- [Work instruction] Gather from the material every line that contains the string "pull".

▼

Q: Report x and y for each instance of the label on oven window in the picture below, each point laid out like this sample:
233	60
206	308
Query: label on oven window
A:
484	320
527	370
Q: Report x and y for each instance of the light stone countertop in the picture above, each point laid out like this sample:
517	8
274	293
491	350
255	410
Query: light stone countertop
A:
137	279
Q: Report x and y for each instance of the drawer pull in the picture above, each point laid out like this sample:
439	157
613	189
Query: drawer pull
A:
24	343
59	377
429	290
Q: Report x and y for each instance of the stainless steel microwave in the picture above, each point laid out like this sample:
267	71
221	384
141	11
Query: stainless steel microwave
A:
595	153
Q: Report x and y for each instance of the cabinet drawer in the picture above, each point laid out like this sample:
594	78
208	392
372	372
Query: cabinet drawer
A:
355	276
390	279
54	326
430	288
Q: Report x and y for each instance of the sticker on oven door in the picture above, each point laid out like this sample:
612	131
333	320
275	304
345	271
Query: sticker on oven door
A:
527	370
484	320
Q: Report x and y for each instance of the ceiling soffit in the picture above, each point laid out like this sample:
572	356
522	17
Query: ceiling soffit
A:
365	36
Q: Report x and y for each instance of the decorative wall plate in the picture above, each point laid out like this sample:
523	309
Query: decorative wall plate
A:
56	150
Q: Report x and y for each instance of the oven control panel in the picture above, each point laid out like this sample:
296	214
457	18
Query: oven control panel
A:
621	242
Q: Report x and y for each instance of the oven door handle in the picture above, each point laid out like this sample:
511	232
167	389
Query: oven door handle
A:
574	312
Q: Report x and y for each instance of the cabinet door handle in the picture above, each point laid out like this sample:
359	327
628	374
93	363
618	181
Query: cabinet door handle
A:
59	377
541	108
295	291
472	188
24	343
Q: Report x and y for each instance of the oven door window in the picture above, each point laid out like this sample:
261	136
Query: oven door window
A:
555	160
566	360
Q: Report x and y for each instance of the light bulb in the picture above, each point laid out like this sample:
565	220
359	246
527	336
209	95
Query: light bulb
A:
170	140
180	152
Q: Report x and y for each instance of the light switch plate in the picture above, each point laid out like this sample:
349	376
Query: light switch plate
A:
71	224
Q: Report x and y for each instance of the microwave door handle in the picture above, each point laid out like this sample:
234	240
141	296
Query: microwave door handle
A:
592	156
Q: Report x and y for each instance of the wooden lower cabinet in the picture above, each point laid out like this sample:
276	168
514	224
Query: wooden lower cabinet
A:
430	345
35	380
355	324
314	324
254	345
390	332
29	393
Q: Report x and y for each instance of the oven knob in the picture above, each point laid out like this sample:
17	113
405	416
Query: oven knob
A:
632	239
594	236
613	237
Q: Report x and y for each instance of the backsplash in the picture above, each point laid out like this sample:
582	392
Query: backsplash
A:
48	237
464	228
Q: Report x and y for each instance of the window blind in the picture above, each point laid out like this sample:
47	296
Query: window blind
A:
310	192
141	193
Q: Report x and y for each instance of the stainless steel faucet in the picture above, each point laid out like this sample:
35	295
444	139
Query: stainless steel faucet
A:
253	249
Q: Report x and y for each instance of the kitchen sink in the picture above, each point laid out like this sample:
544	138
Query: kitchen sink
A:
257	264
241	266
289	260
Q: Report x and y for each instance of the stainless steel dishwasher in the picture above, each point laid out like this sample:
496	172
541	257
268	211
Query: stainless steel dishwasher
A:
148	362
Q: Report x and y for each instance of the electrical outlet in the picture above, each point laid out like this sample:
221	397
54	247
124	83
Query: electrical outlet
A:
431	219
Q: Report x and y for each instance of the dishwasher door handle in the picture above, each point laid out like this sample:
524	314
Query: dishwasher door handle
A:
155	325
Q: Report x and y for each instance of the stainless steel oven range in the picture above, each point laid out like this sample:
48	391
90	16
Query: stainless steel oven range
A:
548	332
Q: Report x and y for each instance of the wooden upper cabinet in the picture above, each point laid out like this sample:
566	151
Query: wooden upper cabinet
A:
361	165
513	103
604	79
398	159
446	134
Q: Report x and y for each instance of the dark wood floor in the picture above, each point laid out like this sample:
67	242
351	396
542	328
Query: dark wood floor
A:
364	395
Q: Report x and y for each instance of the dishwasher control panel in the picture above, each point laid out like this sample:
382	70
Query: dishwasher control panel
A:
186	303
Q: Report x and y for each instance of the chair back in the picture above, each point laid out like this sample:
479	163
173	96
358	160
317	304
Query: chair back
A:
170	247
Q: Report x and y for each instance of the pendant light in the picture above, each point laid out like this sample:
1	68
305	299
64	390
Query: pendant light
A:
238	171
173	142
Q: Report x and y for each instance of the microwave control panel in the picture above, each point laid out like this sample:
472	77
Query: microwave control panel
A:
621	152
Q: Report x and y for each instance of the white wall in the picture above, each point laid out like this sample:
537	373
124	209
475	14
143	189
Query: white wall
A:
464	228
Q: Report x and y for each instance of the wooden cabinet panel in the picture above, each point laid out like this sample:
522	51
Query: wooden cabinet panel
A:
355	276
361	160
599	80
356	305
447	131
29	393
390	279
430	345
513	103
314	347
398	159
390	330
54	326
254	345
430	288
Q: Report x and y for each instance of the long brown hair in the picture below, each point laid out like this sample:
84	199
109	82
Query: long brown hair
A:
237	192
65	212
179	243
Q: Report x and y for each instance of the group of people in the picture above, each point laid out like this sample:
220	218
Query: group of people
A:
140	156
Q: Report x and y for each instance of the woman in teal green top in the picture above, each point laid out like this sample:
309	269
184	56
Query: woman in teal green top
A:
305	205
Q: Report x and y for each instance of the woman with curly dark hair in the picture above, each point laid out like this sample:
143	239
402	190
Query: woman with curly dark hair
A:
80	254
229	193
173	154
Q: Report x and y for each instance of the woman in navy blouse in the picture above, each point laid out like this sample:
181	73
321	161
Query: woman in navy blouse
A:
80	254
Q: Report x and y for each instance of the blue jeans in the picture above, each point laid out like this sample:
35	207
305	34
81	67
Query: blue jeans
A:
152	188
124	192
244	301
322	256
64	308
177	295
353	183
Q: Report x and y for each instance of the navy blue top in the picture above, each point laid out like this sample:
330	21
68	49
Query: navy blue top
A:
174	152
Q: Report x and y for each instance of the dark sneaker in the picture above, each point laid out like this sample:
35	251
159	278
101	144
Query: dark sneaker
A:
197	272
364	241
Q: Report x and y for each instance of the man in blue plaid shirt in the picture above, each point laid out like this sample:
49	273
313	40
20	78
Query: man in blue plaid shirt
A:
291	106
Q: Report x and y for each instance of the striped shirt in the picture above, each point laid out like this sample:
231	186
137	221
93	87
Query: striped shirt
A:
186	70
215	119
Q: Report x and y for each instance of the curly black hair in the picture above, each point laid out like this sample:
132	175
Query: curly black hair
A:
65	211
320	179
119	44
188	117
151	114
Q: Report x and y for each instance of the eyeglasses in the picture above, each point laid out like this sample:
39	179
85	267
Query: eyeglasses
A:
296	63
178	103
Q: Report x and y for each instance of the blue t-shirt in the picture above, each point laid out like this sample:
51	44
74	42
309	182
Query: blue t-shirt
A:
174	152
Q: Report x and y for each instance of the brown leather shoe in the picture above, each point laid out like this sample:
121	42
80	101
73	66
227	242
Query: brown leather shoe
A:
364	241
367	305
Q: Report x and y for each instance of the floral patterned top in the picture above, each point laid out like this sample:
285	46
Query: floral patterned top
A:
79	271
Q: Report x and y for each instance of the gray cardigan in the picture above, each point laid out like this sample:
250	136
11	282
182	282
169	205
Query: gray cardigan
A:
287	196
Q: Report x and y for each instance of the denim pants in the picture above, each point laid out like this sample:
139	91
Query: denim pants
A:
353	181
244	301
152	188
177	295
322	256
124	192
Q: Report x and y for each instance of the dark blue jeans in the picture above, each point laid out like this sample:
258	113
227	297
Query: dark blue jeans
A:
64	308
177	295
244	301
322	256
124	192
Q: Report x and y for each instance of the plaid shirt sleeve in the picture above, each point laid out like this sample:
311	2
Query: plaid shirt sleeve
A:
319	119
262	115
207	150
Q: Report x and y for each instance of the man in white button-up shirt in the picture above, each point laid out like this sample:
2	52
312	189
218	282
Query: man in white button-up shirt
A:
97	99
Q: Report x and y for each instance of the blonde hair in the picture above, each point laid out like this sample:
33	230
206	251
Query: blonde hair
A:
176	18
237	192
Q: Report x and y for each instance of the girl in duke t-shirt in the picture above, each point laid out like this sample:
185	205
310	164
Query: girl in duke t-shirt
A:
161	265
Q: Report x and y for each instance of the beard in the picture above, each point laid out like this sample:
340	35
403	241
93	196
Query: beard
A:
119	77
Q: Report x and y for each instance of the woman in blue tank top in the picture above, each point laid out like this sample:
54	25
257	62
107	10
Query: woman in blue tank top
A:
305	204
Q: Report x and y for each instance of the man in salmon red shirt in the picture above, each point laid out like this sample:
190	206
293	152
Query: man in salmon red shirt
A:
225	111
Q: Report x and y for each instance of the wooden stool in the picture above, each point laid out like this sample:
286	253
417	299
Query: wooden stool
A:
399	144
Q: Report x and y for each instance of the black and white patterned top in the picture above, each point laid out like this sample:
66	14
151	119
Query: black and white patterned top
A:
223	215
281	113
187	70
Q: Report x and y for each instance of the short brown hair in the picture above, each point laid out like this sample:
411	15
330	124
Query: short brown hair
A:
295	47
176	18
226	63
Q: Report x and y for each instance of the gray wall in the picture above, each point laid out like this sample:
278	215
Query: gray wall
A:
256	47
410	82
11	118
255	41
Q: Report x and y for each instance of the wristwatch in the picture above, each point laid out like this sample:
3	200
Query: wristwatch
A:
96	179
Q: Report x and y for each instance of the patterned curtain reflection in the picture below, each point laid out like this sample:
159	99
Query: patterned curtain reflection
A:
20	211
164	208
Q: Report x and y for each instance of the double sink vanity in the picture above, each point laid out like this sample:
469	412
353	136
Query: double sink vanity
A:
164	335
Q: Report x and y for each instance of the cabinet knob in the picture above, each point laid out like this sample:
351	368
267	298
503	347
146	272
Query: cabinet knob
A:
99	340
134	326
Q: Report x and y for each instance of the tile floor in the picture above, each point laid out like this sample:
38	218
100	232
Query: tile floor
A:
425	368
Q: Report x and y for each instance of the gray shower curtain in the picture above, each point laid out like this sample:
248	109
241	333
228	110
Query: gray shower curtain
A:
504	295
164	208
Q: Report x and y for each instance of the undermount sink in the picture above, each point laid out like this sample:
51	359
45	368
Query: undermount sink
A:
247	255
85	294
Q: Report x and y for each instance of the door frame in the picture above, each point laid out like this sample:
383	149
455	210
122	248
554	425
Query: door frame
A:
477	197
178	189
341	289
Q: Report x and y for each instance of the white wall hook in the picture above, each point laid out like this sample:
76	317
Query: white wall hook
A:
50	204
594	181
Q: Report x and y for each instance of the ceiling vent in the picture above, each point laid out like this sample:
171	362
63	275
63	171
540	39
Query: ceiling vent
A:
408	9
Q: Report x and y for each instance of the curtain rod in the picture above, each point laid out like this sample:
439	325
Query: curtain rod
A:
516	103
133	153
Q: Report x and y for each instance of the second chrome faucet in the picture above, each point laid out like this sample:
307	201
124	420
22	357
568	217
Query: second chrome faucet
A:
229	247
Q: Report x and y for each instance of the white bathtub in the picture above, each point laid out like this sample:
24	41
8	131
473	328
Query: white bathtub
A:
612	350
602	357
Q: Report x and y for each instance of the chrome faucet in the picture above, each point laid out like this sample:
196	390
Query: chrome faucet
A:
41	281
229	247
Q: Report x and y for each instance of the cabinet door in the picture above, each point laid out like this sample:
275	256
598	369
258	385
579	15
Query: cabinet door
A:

▲

- [Answer below]
Q: Report x and y for each instance of the drawer pull in the picture above, each point laid out like this sample:
Query: drawer pull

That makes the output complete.